* _Text extract_
Tuesday, May 10, 2016

Pension Fund backlog: Queuing at the Q-gate and doing the math, 10 May 2016

It’s 21 days to “E” day, i.e., “Elimination” day. Remember? The UN Pension Fund CEO has given the Department of Management his "personal assurances" that the backlog in pension payments “would be eliminated” by 31 May 2016.

The agreed Q-Gates (fancy name for performance indicators) are 35% by 31 March; 70% by 30 April; and 100% of the backlog by 31 May (1 March DM iSeek message).

We like the ring of certainty in “would be eliminated”, as in long-suffering UN retirees who’ve been waiting -- many for more than six months --for their first pension payment will be able to do things they used to do: you know, pay rent or mortgage, buy food, that sort of thing.

We also recall the 14 April DM iSeek update message.  Do we detect a creeping tentativeness in “every effort will be made to eliminate the backlog by end May 2016?" We know when we say "every effort", what we really mean is "you might want to start thinking about a plan B."

* _Data lines_

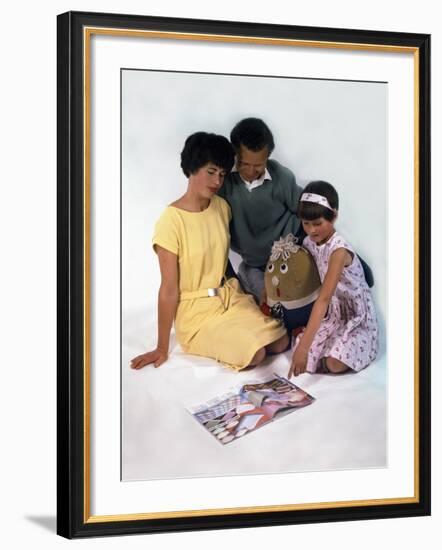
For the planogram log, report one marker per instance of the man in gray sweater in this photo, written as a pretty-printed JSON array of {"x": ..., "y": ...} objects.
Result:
[{"x": 263, "y": 196}]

* _Tasks and exercises_
[a] In the pension fund backlog post, what share of the backlog was supposed to be cleared by 30 April?
[b] Go on with the pension fund backlog post from the point where it stops.

* _Responses_
[a] 70% of the backlog.

[b]
But, there’s some good news in the message. A dedicated task force has accelerated processing and upped the end-March Q-gate from 35% to 39%!  Four whole percentage points. More news: “a number of special cases not included in the backlog were also processed” in March.

Wait a second. “Special cases”?  “Not included in the backlog”? Recall the Fund's former Chief of Entitlements’ open letter of 9 April 2016 where he describes backlog reporting as ‘deceptive, incomplete, and selective’, calls for an independent investigation into the real extent of the backlog and related mismanagement, and payment of interest and damages for hardship to those waiting for months for their first pension payment (posted on the blog).

 Time for CCISUA President Ian Richards to do the math. Factoring in the cases of new retirees, some 1000 per month he estimates, plus cases not logged into the reported backlog, he figures that the reduction by end March was 7.1%, not the 39% reported by the CEO and that “It will take 14 months to clear the backlog on current trends”  -- “E” day won’t be 31 May 2016, but some time in mid 2017! (See iSeek and blog post dated 14 April). Is that the sound of  Q-Gates wobbling?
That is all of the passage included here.